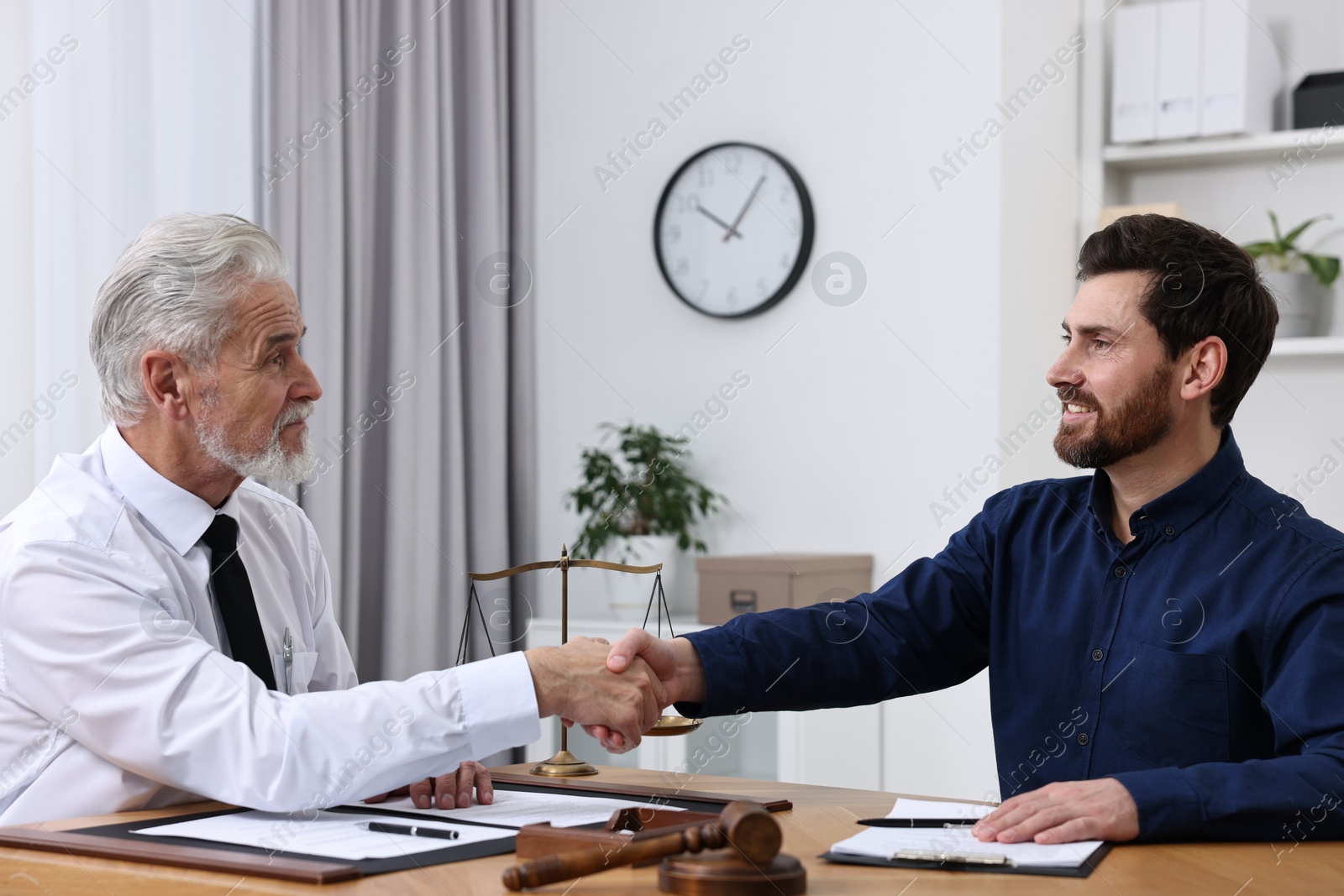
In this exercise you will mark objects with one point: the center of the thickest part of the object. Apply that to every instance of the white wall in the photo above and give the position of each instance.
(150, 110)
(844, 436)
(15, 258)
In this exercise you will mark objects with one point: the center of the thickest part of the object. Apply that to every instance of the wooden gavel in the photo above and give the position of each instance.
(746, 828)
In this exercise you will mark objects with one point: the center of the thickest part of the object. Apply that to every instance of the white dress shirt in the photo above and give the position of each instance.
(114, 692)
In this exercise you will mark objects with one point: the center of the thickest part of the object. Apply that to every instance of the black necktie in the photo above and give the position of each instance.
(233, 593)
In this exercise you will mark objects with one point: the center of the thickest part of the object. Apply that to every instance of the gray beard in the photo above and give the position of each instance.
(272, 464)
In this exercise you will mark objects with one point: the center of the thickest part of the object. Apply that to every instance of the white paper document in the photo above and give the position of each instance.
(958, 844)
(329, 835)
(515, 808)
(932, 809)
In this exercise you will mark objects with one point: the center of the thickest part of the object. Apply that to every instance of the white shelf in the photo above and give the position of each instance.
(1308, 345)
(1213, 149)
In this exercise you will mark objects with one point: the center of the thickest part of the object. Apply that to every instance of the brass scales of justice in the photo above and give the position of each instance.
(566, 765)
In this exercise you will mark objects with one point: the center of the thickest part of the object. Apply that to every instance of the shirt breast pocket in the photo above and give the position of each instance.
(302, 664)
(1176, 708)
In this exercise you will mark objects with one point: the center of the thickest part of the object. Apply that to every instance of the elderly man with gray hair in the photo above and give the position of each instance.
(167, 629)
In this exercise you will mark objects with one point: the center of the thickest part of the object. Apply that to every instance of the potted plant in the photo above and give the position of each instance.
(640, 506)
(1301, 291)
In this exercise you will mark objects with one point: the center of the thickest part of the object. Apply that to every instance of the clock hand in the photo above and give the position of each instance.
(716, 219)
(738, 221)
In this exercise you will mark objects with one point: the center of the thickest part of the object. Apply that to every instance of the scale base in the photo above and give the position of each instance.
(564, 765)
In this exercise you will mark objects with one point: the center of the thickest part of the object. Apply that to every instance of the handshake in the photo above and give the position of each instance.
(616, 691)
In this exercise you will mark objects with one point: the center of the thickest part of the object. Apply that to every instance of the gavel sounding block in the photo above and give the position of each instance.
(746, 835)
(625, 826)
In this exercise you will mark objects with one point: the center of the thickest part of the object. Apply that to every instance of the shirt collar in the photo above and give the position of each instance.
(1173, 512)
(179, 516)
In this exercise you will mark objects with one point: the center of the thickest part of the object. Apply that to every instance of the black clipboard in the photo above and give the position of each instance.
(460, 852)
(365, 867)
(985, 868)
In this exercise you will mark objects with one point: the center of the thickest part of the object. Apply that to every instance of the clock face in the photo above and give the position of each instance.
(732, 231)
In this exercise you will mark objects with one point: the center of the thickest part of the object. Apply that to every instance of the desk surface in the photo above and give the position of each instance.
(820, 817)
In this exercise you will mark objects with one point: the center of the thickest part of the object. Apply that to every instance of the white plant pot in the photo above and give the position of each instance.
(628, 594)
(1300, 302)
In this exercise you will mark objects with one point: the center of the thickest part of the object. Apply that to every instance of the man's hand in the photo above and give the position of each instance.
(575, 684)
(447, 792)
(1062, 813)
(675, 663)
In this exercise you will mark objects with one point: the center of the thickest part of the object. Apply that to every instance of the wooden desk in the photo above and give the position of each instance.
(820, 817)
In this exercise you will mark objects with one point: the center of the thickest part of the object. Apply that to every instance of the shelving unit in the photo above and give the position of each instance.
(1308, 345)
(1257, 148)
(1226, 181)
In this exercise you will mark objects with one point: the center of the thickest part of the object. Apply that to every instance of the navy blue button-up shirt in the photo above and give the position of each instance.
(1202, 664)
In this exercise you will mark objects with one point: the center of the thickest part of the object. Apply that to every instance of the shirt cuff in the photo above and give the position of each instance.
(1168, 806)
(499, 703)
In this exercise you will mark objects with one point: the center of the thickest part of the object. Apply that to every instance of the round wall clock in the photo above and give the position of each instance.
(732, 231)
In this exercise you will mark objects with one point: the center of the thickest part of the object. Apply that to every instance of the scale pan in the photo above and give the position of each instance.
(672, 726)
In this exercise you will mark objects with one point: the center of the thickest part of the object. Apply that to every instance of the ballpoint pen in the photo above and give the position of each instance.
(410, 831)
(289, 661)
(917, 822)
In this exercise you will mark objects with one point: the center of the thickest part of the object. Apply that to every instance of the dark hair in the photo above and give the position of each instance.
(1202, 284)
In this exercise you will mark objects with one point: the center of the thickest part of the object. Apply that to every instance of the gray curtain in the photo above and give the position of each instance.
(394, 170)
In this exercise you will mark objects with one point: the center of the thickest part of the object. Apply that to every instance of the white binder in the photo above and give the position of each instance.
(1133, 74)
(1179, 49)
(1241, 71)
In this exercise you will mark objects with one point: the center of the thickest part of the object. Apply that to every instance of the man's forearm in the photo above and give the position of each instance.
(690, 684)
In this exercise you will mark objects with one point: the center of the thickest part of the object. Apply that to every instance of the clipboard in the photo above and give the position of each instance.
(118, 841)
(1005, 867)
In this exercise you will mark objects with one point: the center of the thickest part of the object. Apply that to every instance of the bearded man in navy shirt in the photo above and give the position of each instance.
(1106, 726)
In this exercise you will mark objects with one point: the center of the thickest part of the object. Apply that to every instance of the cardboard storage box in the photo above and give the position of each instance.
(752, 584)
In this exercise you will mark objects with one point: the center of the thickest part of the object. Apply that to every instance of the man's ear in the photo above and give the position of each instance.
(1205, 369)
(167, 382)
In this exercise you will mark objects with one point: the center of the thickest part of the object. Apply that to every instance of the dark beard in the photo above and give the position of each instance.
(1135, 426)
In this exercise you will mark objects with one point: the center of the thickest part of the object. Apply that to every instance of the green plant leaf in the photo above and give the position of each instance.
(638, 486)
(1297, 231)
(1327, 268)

▶ **OBJECTIVE**: Rescale the stretch of the records that opens with the line containing "the dark beard" and closes with the line containing "(1135, 426)". Write out only those lines again, both ends included and in full, with every coordinate in the answers multiplied by 1.55 and rounded to a whole number, halves rounded up.

▶ **TASK RESPONSE**:
In this exercise you will mark objects with one point: the center of the thickest part of the object. Apply that to every instance of the dark beard in the photo above and give the position of each instance.
(1759, 660)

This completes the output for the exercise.